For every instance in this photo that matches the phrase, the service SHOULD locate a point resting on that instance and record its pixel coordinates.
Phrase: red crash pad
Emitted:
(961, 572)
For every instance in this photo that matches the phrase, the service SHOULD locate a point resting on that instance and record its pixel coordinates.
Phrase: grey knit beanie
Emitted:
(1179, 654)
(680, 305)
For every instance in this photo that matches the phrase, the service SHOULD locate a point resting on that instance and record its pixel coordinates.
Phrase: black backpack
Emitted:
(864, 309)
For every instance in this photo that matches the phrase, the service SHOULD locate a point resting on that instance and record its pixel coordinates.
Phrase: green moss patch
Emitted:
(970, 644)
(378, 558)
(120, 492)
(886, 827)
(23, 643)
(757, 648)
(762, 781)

WHAT IS REQUIRED ▸ Render every line of the records above as a numbered list, omitting any blank lines.

COMPLETE ANSWER ▸
1. For every instance in this photo that matches the phrase, the service SHOULD locate a point resting on that instance and record its pixel coordinates.
2. Phrase: red crash pad
3. Emitted:
4. (961, 572)
5. For every instance in this photo that matches the phrase, the service SHOULD locate a point resting on that instance and record its pixel coordinates.
6. Phrase: grey knit beanie
7. Emitted:
8. (1179, 654)
9. (680, 305)
10. For every instance in this photo that matches the phrase, the service SHOULD locate a point resting on that instance and record its pixel coordinates.
11. Phrase: black backpack
12. Emitted:
13. (864, 309)
14. For every instance in this photo that matches the phrase, the service SHOULD locate a point resting on that instance and record its pixel coordinates.
15. Phrase: green moss patch
16. Emitted:
17. (970, 644)
18. (378, 558)
19. (120, 492)
20. (886, 827)
21. (23, 643)
22. (757, 648)
23. (762, 781)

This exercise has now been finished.